[Document excerpt]

Regardless of when the renovation started, the MHRTC must be claimed in the year that the renovation was completed. If Kwame meets all of the eligibility conditions, he can claim the MHRTC on his 2024 tax return.

Splitting the credit between eligible individuals

When two or more individuals share the costs for the same qualifying renovation, the credit may be split between them as long as all of the following conditions are met:

  • Each person claiming the MHRTC is an eligible individual

    See Who can claim.

  • The total amount claimed between all eligible individuals is not more than the maximum
  • The eligible individuals can only claim the qualifying expenditures that they incurred
  • No MHRTC was previously claimed for the qualifying individual (senior 65 years of age or older, or adult who is eligible for the disability tax credit)
Example: Splitting the maximum credit between two eligible individuals

Rey and Jax shared the cost of a qualifying renovation in 2023. Rey and Jax are eligible individuals who can claim their portion of the qualifying expenses on their returns.

The total amount of qualifying expenses Rey and Jax incurred for the renovation was $62,000.

Rey’s qualifying expenses were $29,000

Jax’s qualifying expenses were $33,000

Since the maximum amount of expenses that can be claimed for the MHRTC is $50,000, Rey and Jax must decide how they will split the credit. Each of them could claim up to the maximum amount of qualifying expenses that they incurred, as long as the total for the claim is not more than $50,000.

Option 1 - Rey and Jax to decide to claim the credit according to the portion of expenses each of them incurred:

  • Rey’s portion of maximum claim:                $29,000 ÷ $62,000 = 47%
  • Amount of expenses Rey would claim:   $50,000 × 47% = $23,500
  • Jax’s portion of maximum claim:                 $33,000 ÷ $62,000 = 53%
  • Amount of expenses Jax would claim:    $50,000 × 53% = $26,500

Option 2 - Maximize the claim that one person can make while the other person claims the remaining allowable amount (up to either the maximum total MHRTC or the amount of qualifying expenses that each incurred)

Splitting the credit so that Rey can claim as much as possible:

  • Amount of expenses Rey would claim: $29,000 (limited to the expenses that Rey incurred)
  • Amount of expenses Jax would claim: $50,000 (maximum claim) – $29,000 (Rey’s portion) = $21,000

Splitting the credit so that Jax can claim as much as possible:

  • Amount of expenses Rey would claim: $50,000 (maximum claim) – $33,000 (Jax’s portion) = $17,000
  • Amount of expenses Jax would claim: $33,000 (limited to the expenses Jax incurred)

Where to enter the claim on your return

For 2023 and later tax years, the MHRTC is claimed on line 45355 of your income tax and benefit return.

Use Schedule 12, Multigenerational Home Renovation Tax Credit, to report your expenses related to the MHRTC and calculate the total credit you can claim.

[/Document excerpt]

## Task item
Reproduce word for word the part of the tax credit excerpt from "Splitting the credit between" to "See Who can claim.". The data that comes next has nothing to do with the tax credit excerpt.

[Listed entries]

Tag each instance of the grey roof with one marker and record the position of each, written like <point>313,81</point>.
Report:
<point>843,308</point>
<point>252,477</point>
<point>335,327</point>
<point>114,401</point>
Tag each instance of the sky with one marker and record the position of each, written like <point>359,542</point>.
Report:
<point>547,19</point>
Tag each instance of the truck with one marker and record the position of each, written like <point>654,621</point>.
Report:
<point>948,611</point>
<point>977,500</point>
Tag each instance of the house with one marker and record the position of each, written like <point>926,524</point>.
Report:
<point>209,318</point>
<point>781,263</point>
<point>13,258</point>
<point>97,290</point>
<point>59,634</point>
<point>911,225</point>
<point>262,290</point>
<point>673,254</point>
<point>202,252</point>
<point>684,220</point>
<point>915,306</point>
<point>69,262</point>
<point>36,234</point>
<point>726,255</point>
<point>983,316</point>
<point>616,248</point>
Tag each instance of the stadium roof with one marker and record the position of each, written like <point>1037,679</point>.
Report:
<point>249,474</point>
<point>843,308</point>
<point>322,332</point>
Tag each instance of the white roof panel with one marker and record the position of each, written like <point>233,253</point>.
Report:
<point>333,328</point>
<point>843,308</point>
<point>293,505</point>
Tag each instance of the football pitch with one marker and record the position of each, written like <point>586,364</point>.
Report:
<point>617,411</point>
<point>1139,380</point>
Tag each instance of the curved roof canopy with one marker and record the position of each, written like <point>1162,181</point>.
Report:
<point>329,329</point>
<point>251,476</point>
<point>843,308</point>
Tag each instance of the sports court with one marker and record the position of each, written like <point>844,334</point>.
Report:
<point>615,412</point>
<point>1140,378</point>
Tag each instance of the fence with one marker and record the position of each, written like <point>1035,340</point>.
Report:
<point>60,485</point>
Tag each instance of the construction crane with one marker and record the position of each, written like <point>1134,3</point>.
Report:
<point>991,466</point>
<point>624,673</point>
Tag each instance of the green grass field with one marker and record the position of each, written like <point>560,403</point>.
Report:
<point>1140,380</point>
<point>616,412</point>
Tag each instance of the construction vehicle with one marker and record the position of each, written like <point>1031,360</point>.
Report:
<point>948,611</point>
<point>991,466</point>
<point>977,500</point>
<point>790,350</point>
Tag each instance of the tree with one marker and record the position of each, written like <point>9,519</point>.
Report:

[/Listed entries]

## Task output
Splitting the credit between eligible individuals

When two or more individuals share the costs for the same qualifying renovation, the credit may be split between them as long as all of the following conditions are met:

  • Each person claiming the MHRTC is an eligible individual

    See Who can claim.